:: Passage provided
There are performance advantages to real lexical scoping when you're compiling your language which you don't get with the fake lexicals of ELisp or Mathematica, since you need some mapping between the dynamic variable and its current value, which means doing lookups (through a hash table or property list or something) and additional layers of indirection.
EDIT: If you have only lexical variables, you can fake dynamic scoping by storing the original value of a global, lexical variable on entering the scope and guaranteeing that the old value is restored upon exiting the scope. In order to ensure that, you'll need something like Lisp's UNWIND-PROTECT or a finally block. I've seen this done using C++ destructors as well, mostly as an exercise.
Dynamically scoped languages are much easier to implement. To access variables which is not in the current activaiton record / stack frame, one just follows the control links. Static/lexical access links are then not needed, making stack frames smaller.
Dynamic variables can be "unpredictable" at runtime, because one needs to know in which order the actual stackframes are to know which variable will be used. This information is not available by just looking at the static structure of the code. One could quite easily get caught out if the actual call graph of the program is not easy to predict at implementation time. Thats why most languages today have static scoping (most Exception systems however, are dynamic as this is the most practical).
::::
• _What you need to do_
a: Translate this sentence from the passage on lexical and dynamic scoping into Spanish: "Dynamically scoped languages are much easier to implement."
b: Write a continuation of the passage on lexical and dynamic scoping, starting after its final sentence.
The material that comes after this passage is separate from it.
:: Given entries
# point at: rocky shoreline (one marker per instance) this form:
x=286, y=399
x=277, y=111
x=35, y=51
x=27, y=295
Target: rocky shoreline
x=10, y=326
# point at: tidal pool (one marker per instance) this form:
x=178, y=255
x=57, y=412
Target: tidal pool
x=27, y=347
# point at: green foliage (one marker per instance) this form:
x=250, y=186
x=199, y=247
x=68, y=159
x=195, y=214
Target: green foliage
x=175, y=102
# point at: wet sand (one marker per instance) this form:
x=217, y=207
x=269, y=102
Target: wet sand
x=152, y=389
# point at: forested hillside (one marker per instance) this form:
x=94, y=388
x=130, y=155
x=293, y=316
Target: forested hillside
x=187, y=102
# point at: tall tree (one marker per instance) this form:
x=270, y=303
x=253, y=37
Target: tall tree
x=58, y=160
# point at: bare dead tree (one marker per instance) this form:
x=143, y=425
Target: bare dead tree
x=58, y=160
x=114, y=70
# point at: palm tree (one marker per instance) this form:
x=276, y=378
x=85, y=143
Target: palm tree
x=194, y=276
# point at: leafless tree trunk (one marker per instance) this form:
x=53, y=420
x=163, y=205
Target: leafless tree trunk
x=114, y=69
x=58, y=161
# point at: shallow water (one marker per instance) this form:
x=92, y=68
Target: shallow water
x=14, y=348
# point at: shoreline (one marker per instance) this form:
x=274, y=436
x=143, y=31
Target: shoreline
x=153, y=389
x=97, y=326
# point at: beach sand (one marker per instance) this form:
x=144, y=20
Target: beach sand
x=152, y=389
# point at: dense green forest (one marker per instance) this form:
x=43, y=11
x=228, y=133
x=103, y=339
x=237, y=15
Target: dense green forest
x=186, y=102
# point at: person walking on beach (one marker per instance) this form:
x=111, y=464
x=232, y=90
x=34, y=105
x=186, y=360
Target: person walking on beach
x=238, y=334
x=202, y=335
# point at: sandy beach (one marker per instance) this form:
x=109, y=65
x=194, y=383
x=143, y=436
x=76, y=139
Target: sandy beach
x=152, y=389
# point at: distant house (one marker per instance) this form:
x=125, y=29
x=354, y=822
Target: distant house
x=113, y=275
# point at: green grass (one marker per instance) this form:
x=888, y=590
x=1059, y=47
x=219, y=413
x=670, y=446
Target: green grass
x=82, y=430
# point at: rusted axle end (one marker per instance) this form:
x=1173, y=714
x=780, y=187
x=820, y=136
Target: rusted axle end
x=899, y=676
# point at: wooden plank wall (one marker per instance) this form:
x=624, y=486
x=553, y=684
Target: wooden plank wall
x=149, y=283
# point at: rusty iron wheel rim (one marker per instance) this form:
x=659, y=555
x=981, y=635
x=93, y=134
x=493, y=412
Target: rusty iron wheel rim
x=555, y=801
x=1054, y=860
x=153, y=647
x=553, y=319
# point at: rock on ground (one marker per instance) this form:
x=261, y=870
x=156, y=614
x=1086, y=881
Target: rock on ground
::::
• _Responses to the exercise_
a: Los lenguajes con alcance dinámico son mucho más fáciles de implementar.

b:
However in some cases, dynamically scoped variables are very useful. For example when redirecting output, you could using dynamic variables set standard output for local code and all code called from there on.
(let ((*standard-output* *some-other-stream*))
(stuff))
In this common-lisp example (from Seibel), standard output is bound to another stream for the duration of the let form, (inside its enclosing parens). When execution leaves the let, it goes back to whatever it was beforehand. See http://gigamonkeys.com/book/variables.html Peter Seibels free and excellent book, Practical Common Lisp, for a good discussion. In Seibels own words:
Dynamic bindings make global variables much more manageable, but it's important to notice they still allow action at a distance. Binding a global variable has two at a distance effects--it can change the behavior of downstream code, and it also opens the possibility that downstream code will assign a new value to a binding established higher up on the stack. You should use dynamic variables only when you need to take advantage of one or both of these characteristics.
Well, there's a bunch of websites that discuss the pro's and con's, so I'm not going there.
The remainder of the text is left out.